[Task goal]: Reproduce exactly, with no other output, every line of the data below from the line containing "Expected: a point placed on each instance of the grassy slope" to the end, inclusive.

[Data excerpts]:
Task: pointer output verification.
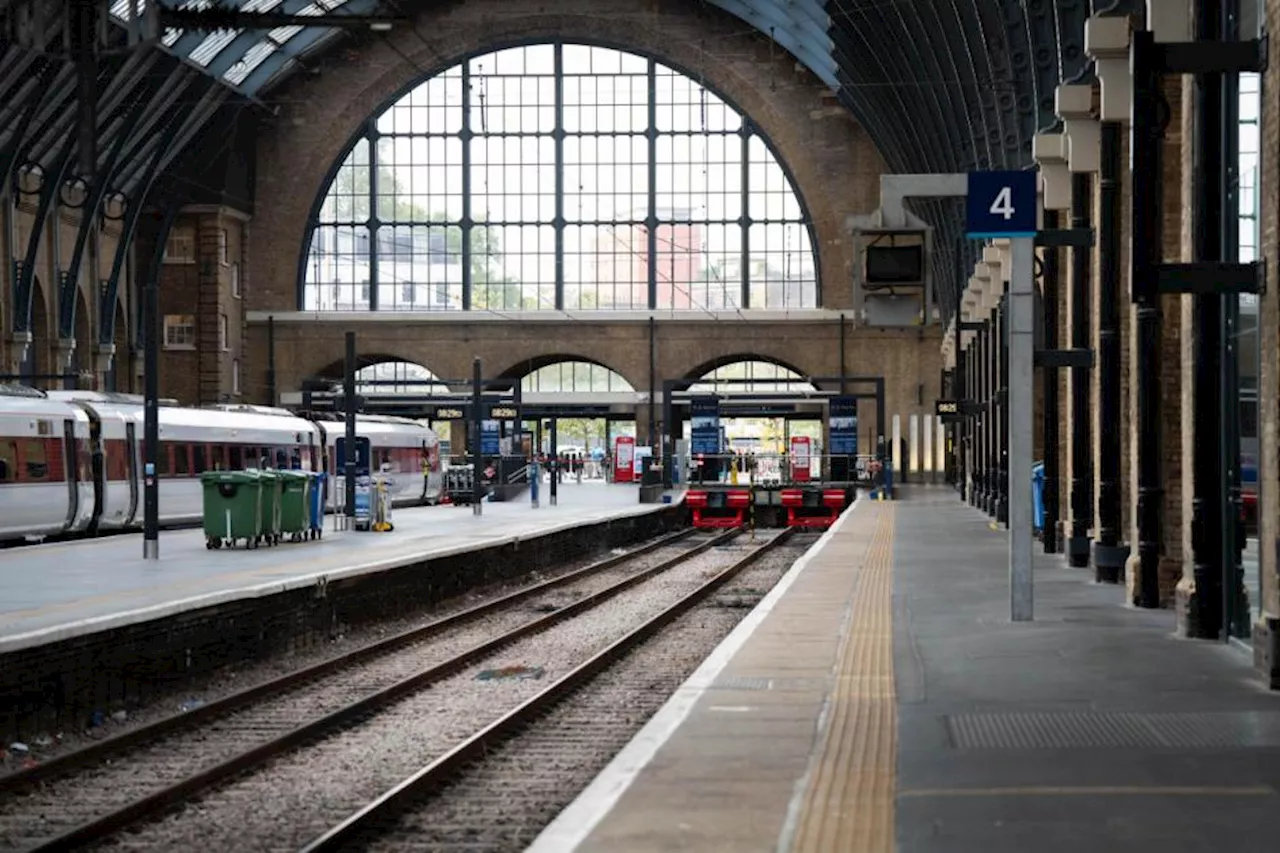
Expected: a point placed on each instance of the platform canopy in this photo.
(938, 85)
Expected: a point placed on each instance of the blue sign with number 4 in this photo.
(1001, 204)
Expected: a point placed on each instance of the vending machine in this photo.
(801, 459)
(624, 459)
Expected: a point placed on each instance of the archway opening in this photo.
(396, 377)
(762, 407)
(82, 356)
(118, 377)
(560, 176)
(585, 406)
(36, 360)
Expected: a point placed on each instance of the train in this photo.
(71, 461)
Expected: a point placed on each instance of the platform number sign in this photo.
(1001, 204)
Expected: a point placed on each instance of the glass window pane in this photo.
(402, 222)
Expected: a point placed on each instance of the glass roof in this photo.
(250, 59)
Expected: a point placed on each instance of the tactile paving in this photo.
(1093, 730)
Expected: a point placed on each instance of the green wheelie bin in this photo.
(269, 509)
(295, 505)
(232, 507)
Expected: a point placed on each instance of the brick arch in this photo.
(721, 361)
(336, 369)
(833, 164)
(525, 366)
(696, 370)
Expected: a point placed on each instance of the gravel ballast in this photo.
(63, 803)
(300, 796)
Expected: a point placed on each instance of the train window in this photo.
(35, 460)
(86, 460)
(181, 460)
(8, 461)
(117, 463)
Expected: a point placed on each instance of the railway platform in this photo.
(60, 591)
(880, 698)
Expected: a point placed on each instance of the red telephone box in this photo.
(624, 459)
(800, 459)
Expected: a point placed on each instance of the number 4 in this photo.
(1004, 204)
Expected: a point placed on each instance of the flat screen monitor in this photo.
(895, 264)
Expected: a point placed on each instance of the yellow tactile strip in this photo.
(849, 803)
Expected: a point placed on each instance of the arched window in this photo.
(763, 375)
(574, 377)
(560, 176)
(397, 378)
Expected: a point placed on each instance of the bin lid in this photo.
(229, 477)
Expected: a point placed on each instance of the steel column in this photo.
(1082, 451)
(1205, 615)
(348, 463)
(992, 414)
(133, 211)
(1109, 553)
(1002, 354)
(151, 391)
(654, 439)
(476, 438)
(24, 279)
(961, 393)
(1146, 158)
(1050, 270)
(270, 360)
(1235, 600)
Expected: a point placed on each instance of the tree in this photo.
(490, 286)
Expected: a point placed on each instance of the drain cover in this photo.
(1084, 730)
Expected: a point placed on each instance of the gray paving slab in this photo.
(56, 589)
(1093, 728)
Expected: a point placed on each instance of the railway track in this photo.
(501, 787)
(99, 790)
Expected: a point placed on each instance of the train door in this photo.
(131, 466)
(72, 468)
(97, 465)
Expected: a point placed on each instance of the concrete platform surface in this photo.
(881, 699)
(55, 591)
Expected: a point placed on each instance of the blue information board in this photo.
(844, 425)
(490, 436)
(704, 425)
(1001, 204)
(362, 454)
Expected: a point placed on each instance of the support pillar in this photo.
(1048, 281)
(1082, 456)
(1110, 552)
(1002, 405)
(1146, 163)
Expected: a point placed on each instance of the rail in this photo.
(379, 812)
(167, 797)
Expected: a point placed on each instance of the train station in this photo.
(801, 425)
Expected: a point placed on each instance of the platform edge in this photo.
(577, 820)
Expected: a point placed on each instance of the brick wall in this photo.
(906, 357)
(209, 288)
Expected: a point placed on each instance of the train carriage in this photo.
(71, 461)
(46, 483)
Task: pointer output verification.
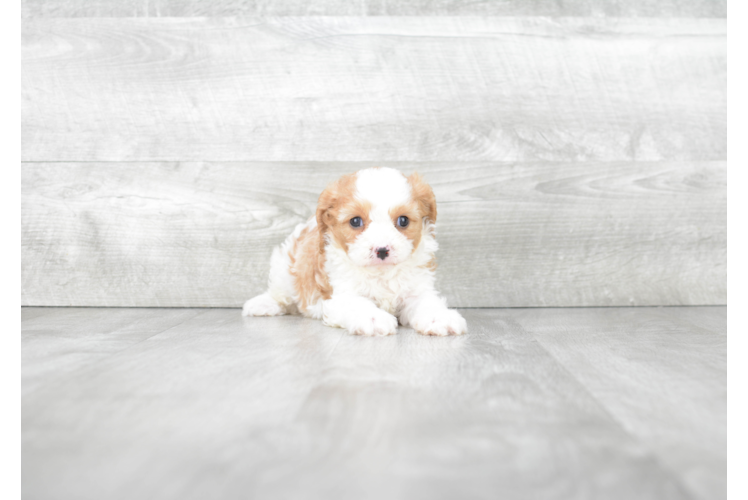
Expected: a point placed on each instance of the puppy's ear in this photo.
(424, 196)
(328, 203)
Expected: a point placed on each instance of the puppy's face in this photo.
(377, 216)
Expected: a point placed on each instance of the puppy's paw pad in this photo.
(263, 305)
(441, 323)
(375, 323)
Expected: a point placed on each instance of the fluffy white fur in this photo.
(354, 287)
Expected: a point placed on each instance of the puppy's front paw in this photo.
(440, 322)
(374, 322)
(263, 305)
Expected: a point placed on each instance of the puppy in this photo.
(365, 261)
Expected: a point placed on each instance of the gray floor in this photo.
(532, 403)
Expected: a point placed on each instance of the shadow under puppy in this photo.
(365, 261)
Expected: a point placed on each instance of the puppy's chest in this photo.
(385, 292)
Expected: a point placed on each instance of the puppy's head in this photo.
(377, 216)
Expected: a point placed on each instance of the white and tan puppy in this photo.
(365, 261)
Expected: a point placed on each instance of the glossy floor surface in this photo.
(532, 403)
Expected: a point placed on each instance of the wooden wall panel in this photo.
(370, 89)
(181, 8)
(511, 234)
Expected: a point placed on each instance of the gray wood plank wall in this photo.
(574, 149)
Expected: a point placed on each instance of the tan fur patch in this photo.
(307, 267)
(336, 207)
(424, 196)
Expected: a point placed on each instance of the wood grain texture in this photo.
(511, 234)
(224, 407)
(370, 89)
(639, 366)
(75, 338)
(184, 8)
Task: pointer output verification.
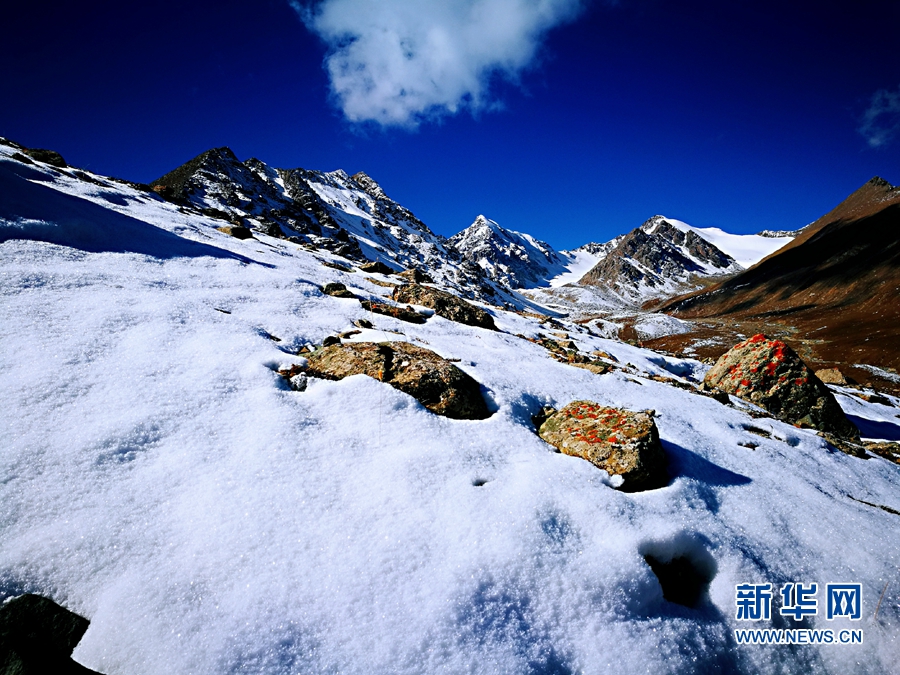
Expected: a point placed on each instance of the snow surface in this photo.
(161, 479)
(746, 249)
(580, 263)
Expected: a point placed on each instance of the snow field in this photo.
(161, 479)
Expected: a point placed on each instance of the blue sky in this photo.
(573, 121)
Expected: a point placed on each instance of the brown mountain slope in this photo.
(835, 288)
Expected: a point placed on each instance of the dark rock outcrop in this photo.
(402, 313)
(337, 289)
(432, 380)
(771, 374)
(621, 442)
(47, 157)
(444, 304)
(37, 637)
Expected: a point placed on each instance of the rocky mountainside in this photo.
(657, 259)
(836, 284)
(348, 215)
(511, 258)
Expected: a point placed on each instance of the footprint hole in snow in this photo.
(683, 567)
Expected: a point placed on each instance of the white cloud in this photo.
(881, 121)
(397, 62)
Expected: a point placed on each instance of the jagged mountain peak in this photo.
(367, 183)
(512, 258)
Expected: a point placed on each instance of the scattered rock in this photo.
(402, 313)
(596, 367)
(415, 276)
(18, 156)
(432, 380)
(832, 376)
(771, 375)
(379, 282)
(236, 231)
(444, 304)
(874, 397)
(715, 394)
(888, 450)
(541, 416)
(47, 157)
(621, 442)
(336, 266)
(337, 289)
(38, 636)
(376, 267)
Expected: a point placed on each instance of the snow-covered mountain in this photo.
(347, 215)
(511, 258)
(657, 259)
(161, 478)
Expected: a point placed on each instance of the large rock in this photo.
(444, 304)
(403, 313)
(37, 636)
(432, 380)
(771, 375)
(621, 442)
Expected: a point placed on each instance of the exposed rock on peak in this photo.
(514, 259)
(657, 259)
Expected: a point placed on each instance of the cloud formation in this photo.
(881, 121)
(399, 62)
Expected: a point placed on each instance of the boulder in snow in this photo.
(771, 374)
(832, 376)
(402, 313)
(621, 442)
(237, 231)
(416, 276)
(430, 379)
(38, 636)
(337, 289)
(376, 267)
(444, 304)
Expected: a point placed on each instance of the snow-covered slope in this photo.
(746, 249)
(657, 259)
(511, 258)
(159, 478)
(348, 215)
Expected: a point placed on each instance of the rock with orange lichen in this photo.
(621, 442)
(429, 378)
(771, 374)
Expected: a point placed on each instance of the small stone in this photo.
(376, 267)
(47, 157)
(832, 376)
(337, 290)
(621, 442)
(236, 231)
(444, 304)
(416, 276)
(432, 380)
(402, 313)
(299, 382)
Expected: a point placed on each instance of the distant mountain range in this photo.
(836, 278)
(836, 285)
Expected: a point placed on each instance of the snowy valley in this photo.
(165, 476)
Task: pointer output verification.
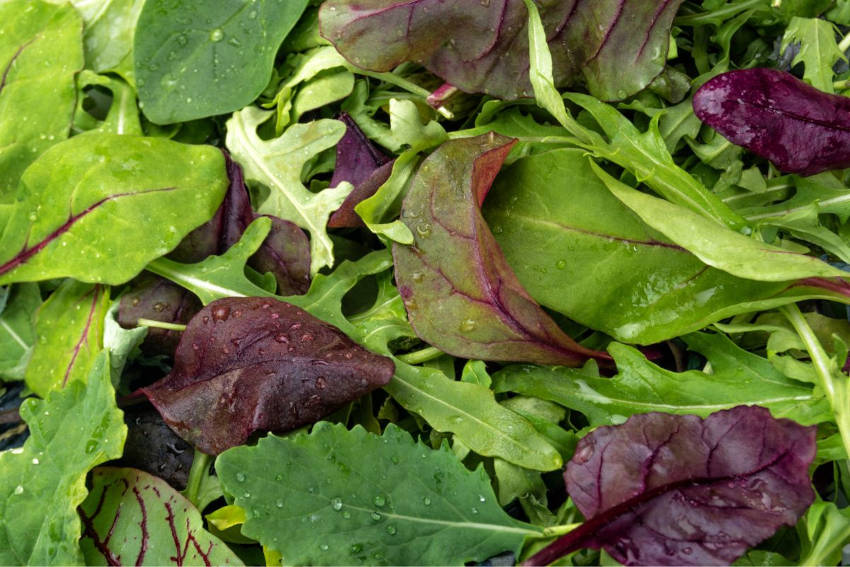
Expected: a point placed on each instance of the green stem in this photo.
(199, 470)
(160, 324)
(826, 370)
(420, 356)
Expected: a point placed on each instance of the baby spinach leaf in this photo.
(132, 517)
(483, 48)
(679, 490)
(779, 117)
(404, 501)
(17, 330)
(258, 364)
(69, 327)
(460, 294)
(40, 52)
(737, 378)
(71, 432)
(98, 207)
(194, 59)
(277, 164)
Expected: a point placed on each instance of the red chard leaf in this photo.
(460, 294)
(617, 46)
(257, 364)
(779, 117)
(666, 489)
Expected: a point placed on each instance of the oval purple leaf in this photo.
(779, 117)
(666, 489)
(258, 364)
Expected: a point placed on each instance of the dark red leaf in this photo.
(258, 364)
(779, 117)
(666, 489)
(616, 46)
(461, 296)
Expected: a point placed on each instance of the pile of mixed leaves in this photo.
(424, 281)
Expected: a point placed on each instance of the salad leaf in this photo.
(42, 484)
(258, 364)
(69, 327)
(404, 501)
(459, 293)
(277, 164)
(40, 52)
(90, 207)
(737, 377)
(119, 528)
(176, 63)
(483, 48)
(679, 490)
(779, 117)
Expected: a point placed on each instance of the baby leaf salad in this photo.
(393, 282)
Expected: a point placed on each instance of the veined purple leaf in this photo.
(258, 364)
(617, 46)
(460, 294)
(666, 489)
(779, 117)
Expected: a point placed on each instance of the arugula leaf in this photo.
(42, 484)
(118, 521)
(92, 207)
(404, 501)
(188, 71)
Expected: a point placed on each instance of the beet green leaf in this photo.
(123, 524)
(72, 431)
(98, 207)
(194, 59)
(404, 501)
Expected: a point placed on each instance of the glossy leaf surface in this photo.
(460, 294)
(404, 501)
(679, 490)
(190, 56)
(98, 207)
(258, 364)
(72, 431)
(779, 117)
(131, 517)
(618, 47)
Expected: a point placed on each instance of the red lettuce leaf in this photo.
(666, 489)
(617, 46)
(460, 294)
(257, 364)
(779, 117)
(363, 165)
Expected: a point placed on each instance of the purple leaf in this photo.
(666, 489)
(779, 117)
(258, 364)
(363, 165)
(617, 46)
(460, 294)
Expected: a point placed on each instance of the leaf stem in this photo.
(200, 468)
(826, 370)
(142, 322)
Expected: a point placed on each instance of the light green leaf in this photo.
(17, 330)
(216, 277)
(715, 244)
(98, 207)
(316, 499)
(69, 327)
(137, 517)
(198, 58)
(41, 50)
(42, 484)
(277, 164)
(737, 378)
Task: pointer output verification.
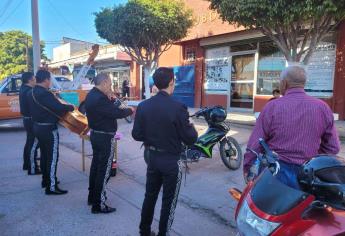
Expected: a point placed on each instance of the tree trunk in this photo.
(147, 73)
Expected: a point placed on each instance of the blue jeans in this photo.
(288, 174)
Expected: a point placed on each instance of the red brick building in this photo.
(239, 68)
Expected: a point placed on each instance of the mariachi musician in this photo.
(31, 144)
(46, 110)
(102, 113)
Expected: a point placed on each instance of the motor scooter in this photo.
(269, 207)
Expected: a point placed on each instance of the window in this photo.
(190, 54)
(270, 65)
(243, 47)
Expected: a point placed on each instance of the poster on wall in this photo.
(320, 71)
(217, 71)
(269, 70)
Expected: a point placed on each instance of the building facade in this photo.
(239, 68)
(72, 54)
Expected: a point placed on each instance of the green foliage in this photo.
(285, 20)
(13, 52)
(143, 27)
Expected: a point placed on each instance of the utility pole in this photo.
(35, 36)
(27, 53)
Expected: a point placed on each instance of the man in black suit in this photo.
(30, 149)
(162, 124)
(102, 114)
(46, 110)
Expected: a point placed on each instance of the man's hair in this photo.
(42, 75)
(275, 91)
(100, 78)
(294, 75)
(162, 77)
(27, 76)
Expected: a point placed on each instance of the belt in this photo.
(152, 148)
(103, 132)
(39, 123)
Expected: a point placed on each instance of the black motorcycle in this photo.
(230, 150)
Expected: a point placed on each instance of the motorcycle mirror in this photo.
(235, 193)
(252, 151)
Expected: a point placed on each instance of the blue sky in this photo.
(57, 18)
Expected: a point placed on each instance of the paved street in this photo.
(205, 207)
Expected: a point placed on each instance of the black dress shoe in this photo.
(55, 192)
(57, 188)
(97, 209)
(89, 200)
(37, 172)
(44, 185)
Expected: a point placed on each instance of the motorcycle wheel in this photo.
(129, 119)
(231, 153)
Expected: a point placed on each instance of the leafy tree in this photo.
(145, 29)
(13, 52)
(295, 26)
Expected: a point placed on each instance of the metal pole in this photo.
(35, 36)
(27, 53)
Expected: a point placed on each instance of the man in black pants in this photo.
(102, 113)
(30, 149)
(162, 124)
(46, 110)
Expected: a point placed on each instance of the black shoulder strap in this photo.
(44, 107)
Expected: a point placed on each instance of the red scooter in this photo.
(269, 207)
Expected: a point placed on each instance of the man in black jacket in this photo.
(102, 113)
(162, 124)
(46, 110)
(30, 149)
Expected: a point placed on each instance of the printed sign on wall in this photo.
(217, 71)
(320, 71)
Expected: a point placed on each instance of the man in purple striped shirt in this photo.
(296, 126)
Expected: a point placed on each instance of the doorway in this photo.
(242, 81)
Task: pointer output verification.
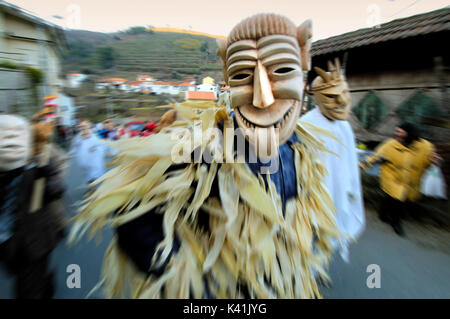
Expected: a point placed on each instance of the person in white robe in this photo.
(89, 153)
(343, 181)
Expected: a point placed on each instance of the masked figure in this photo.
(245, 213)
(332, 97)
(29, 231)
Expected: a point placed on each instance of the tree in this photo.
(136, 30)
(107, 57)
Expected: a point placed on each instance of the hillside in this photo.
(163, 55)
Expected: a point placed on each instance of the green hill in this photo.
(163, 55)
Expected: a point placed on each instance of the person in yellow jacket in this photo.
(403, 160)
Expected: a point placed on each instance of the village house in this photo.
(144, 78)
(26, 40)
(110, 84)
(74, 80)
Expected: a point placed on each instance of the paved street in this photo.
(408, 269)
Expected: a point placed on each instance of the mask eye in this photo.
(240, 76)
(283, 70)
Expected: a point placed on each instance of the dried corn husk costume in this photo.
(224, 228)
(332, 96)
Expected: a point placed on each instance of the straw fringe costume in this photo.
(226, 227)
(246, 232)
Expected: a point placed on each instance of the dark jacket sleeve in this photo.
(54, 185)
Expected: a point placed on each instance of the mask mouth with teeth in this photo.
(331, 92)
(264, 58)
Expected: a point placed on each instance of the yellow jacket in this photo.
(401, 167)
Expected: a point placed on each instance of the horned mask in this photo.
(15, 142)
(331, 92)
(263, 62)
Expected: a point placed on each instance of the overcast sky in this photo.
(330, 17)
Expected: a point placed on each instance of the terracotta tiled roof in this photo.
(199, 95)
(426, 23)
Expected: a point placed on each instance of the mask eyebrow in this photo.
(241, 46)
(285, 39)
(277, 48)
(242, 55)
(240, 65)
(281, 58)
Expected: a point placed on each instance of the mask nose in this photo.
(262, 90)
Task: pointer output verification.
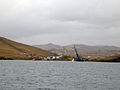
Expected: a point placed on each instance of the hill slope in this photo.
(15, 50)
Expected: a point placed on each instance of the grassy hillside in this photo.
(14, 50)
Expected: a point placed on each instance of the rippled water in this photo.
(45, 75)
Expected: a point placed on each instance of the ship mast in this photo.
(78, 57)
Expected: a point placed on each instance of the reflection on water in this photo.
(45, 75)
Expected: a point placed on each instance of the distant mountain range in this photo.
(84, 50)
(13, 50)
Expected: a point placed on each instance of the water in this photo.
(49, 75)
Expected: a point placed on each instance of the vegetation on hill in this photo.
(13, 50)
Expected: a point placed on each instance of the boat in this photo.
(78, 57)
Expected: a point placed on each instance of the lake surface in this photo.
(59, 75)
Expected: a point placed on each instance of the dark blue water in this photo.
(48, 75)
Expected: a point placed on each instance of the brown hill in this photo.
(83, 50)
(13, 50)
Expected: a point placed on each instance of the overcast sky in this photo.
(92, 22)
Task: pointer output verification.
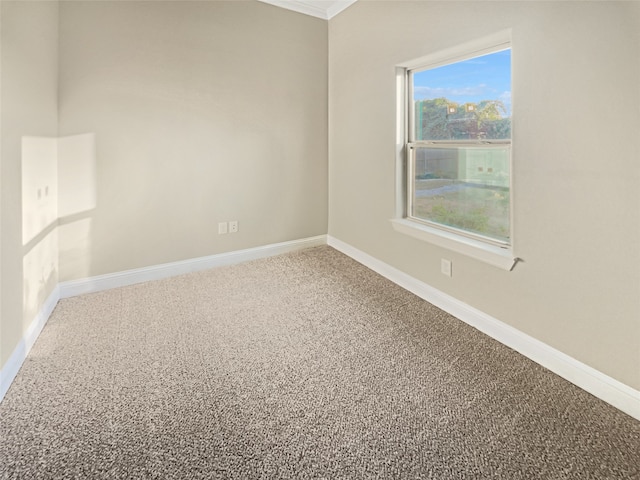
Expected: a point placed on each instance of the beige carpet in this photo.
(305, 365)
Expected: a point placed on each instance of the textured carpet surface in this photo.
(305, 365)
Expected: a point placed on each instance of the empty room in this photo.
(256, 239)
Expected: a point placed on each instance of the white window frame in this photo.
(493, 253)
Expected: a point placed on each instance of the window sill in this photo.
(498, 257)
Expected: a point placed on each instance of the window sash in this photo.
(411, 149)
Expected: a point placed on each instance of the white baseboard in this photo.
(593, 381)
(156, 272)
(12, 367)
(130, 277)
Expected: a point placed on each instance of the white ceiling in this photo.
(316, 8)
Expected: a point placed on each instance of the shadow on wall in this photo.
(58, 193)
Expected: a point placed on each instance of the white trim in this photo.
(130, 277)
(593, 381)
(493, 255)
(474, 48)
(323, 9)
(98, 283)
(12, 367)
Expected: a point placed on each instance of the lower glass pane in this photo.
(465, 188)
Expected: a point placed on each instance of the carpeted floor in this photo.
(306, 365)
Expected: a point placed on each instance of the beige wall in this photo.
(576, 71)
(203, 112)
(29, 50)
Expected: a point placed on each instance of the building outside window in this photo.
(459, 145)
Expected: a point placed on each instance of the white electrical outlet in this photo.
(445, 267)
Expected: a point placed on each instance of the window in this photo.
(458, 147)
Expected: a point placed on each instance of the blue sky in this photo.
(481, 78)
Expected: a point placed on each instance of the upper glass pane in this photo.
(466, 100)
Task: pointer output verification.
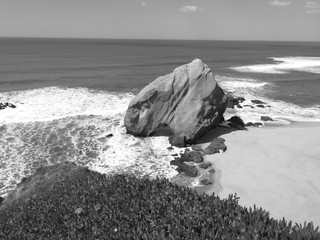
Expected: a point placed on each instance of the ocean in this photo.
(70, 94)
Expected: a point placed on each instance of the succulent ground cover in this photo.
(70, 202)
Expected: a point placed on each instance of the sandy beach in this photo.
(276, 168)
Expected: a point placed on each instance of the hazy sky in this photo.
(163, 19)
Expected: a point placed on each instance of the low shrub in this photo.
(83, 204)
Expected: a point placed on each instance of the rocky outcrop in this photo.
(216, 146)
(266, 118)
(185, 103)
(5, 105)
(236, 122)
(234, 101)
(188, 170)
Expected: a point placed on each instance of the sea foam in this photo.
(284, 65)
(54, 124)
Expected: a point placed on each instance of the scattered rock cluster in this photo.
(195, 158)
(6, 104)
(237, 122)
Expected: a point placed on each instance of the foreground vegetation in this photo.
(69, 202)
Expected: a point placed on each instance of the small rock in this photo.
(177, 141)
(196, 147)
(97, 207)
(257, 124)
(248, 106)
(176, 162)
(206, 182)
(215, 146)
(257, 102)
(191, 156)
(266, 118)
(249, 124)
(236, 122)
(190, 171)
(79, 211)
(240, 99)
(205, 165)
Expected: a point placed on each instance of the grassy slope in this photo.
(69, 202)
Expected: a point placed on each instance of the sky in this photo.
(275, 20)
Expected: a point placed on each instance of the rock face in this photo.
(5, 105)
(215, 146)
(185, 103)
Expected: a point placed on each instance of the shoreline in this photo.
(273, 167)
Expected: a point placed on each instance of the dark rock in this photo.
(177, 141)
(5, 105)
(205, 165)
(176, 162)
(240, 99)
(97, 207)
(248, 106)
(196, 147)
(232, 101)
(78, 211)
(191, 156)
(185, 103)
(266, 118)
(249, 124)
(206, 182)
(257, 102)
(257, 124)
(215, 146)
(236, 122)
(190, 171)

[The reply]:
Expected: a point placed on each instance of the grassy slope in this photo.
(69, 202)
Expected: a point placed on each instance of the sky in this photo.
(275, 20)
Expected: a point placed on each instance of the rock face in this photo.
(5, 105)
(215, 146)
(185, 103)
Expected: a point placed on each instance of the shoreline in this photo.
(273, 167)
Expected: a point placed on each instance of the dark rock in this photo.
(177, 141)
(5, 105)
(205, 165)
(176, 162)
(240, 99)
(97, 207)
(248, 106)
(196, 147)
(232, 101)
(78, 211)
(191, 156)
(185, 103)
(266, 118)
(249, 124)
(206, 182)
(257, 102)
(257, 124)
(215, 146)
(236, 122)
(190, 171)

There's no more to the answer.